Description of the task: Can you gather every line in the material below that contains the word "blue" and copy each one out?

Items from a labeling collection:
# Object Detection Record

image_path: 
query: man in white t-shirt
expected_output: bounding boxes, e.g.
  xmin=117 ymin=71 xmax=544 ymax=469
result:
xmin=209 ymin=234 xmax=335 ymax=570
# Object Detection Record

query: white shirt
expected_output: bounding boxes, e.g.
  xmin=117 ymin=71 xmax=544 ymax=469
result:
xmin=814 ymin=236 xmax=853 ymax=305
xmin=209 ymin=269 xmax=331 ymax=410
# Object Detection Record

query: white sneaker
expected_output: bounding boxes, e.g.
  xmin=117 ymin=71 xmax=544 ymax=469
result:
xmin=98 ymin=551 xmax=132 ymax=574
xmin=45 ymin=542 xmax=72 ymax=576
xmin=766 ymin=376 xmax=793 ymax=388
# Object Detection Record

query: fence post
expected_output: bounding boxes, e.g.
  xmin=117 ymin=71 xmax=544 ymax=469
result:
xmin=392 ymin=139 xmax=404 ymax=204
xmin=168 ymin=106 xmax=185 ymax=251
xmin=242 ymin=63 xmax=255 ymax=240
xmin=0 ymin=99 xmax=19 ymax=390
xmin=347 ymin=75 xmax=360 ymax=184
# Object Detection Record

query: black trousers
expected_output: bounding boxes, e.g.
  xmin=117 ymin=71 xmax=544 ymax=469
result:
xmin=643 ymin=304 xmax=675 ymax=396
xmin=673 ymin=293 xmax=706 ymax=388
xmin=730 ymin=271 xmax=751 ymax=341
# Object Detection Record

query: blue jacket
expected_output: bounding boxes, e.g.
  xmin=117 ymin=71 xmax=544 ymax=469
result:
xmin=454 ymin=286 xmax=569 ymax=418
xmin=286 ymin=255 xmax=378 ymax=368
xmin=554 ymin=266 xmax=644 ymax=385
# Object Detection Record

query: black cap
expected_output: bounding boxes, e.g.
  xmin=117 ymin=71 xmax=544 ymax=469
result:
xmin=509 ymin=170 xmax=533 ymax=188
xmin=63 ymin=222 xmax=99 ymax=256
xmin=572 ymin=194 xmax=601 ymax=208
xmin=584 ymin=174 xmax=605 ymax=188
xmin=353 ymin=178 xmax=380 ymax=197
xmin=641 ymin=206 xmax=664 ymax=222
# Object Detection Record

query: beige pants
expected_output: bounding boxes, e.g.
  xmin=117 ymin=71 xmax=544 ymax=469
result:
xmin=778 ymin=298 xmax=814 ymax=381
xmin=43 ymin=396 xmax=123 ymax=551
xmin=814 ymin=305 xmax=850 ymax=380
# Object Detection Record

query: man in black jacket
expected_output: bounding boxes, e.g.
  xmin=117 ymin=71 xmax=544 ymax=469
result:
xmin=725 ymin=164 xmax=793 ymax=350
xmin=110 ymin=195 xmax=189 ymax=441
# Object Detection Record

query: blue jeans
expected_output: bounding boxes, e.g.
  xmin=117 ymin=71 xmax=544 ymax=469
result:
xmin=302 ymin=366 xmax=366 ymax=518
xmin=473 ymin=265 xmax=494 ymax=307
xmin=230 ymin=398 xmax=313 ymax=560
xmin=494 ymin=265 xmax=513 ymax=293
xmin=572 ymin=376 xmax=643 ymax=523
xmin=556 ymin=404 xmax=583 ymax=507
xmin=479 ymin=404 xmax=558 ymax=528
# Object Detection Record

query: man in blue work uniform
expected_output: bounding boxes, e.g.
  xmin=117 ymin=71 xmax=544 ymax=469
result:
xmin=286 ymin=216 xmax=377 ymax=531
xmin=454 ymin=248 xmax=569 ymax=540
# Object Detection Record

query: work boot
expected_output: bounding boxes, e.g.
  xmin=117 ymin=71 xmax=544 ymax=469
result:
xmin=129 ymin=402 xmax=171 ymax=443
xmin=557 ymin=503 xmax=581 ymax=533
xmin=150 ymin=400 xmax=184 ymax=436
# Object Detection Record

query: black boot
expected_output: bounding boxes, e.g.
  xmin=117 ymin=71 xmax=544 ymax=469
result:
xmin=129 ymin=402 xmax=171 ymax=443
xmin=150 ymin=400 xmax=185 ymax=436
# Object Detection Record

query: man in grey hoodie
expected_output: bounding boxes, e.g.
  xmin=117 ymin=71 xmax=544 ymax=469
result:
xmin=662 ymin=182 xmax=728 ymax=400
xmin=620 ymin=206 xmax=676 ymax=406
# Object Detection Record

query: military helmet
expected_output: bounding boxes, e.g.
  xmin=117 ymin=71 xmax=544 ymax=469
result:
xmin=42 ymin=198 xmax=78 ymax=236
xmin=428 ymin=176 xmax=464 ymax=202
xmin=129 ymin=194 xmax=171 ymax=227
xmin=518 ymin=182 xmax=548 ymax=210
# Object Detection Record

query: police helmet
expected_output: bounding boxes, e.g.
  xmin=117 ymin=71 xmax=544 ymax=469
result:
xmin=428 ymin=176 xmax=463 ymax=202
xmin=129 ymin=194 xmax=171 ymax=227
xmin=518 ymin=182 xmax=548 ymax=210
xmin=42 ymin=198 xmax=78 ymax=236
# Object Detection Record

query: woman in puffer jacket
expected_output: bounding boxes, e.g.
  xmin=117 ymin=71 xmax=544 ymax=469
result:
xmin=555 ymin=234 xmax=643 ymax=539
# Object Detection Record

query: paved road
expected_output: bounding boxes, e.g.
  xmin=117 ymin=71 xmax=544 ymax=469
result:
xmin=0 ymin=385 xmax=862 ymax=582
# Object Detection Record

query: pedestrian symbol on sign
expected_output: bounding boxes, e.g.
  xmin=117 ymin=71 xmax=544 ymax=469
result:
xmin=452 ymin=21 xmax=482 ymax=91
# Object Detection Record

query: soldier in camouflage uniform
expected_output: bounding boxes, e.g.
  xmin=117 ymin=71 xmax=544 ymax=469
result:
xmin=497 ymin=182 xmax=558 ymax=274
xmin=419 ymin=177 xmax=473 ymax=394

Solution:
query: blue jacket
query: blue jeans
query: man in blue work uniform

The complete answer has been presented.